◆ Reading passage:
[Start]
[XML-SIG] PyExpat encoding (was: XML support in Python 1.6)
Thu, 1 Jun 2000 14:28:06 -0700 (PDT)
On Thu, 1 Jun 2000, Andrew M. Kuchling wrote:
> On Thu, Jun 01, 2000 at 12:56:28PM -0700, Greg Stein wrote:
> >IMO, we should have a fixed output format, which is the Expat default:
> I don't know; it seems a bit odd to parse a Unicode string and then
> have to convert from an 8-bit encoding back to Unicode in your
> character data handlers, attributes, etc. The problem is that it's
> also odd to parse a regular Python string and get back Unicode.
> OTOH, if Latin1-encoded XML has something like <!ENTITY unichar
> ޴> &unichar; in it, Unicode is the only thing it could possibly
Yes, Unicode is the only thing it can return.
BUT: it can return it as a Unicode object, or as a UTF-8 encoded string.
In other words, I think you're confusing the character set that Expat
operates with (Unicode) with the encoding of that charset (UTF-8 or
UTF-16; the latter is used by the Unicode object).
> Maybe PyExpat could attempt to convert its Unicode output
> into an 8-bit string (but using what encoding?), and only return
> Unicode if it has to.
> Hmmm... on the third hand, XML is a Unicode based standard, and
> sometimes returning Unicode and sometimes an 8-bit string is also
> strange. Maybe it's best to just always return Unicode, and leave
> further conversion to the caller.
> I think I'd go for the third option: always returning Unicode strings.
Expat is characterized by its speed. Throwing conversions in there is not
going to help.
Yes, varying output is wrong. Expat's default is UTF-8. My recommendation
is to use UTF-8.
If somebody is adventurous, then they can add a flag to pyexpat that
states what encoding to use for the callbacks: UTF-8 or UnicodeObs. But
without that extra work, it "should" be UTF-8.
Greg Stein, http://www.lyra.org/
[End]
Records in a dataset
[Start]
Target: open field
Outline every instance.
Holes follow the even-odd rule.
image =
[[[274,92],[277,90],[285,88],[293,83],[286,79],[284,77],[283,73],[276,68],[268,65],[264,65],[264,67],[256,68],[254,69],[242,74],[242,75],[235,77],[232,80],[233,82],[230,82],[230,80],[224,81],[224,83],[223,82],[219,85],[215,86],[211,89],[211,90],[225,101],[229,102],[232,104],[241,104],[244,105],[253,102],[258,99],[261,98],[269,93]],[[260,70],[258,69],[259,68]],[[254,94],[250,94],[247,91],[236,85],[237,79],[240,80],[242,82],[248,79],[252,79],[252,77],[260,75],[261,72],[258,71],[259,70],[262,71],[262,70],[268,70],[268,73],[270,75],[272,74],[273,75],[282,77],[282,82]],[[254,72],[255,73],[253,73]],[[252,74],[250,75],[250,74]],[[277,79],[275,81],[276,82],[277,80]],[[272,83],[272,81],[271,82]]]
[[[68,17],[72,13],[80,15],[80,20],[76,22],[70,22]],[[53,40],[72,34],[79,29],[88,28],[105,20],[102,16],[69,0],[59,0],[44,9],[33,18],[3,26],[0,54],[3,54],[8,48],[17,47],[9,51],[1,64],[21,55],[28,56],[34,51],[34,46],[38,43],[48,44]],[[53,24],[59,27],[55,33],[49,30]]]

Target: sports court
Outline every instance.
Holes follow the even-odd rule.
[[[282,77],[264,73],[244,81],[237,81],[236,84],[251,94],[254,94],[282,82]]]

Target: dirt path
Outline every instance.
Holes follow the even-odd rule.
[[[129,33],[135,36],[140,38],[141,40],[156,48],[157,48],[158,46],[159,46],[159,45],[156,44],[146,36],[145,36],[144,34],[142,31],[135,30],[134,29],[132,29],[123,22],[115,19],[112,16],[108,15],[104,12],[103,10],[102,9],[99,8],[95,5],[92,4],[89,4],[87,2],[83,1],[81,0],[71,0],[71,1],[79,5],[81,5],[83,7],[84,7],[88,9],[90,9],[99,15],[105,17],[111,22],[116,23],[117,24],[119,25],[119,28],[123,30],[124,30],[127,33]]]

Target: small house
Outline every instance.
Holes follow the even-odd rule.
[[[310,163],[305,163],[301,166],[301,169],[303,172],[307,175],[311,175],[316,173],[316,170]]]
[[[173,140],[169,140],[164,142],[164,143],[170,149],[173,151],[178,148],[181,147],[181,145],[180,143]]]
[End]
◆ Set tasks:
(A) According to the PyExpat message, what is Expat characterized by?
(B) Reproduce word for word the part of the PyExpat message from "[XML-SIG] PyExpat encoding" up to and including "it can return.".
This data is separate from the PyExpat message and unrelated to it.

◆ Answers to the problems:
(A) Its speed.

(B)
[XML-SIG] PyExpat encoding (was: XML support in Python 1.6)
Thu, 1 Jun 2000 14:28:06 -0700 (PDT)
On Thu, 1 Jun 2000, Andrew M. Kuchling wrote:
> On Thu, Jun 01, 2000 at 12:56:28PM -0700, Greg Stein wrote:
> >IMO, we should have a fixed output format, which is the Expat default:
> I don't know; it seems a bit odd to parse a Unicode string and then
> have to convert from an 8-bit encoding back to Unicode in your
> character data handlers, attributes, etc. The problem is that it's
> also odd to parse a regular Python string and get back Unicode.
> OTOH, if Latin1-encoded XML has something like <!ENTITY unichar
> ޴> &unichar; in it, Unicode is the only thing it could possibly
Yes, Unicode is the only thing it can return.